* STATED TASK 1
Reproduce the stretch of the SDK code-generation guide from "rm -rf ./gen" through "other languages ...".
* STATED TASK 2
Write the next part of the guide on generating SDK code with buf, picking up after its last line.

* TEXT EXTRACT

• • •

PROTO_REPO="${COBALT}/git/proto"

git clone https://github.com/cobaltspeech/proto "${PROTO_REPO}"

Step 3. Generating code

  • The cobaltspeech/proto repo provides a buf.gen.yaml config file to get you started with a couple of languages.

  • Other plugins can be added to the buf.gen.yaml file to generate SDK code for more languages.

  • To generate the SDKs, simply run the following (assuming the buf binary is in your $PATH)

cd "${PROTO_REPO}"

# Removing any previously generated files.
rm -rf ./gen

# Generating code for all proto files inside the `proto` directory.
buf generate proto
  • You should now have a folder called gen inside ${PROTO_REPO} that contains the generated code. The latest version of the transcribe API is v5. You can import / include / copy the generated files into your projects as per the conventions of different languages.
gen
├── ... other languages ...

• • •

* DATA SHOWN
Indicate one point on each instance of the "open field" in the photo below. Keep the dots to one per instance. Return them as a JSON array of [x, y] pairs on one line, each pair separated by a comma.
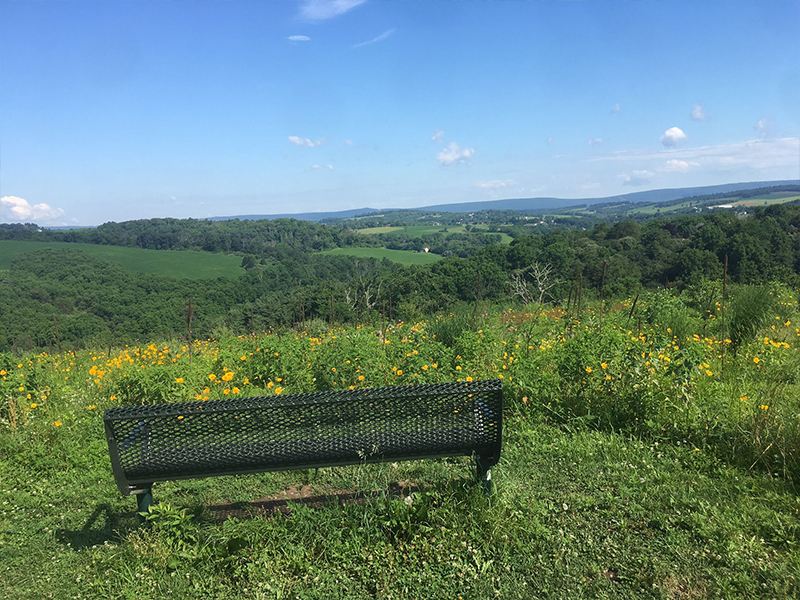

• • •

* FINAL RESULT 1
rm -rf ./gen

# Generating code for all proto files inside the `proto` directory.
buf generate proto
  • You should now have a folder called gen inside ${PROTO_REPO} that contains the generated code. The latest version of the transcribe API is v5. You can import / include / copy the generated files into your projects as per the conventions of different languages.
gen
├── ... other languages ...

* FINAL RESULT 2
└── py
└── cobaltspeech
├── ... other services ...
└── transcribe
└── v5
├── transcribe_pb2_grpc.py
├── transcribe_pb2.py
└── transcribe_pb2.pyi
gen
├── ... other languages ...
└── go
   ├── cobaltspeech
   │ ├── ...
   │   └── transcribe
   │   └── v5
   │   ├── transcribe_grpc.pb.go
   │   └── transcribe.pb.go
   └── gw
   └── cobaltspeech
   ├── ...
   └── transcribe
   └── v5
   └── transcribe.pb.gw.go
gen
├── ... other languages ...
└── cpp
   └── cobaltspeech
   ├── ...
   └── transcribe
   └── v5
   ├── transcribe.grpc.pb.cc
   ├── transcribe.grpc.pb.h
   ├── transcribe.pb.cc
   ├── transcribe.pb.h
   ├── transcribe.pb.validate.cc
   └── transcribe.pb.validate.h

Step 4. Installing gPRC and protobuf

  • A couple of gRPC and protobuf dependencies are required along with the code generated above. The method of installing them depends on the programming language being used.
  • These dependencies and the most common way of installing/ / including them are listed below for some chosen languages.
# It is encouraged to this inside a python virtual environment

# to avoid creating version conflicts for other scripts that may

# be using these libraries.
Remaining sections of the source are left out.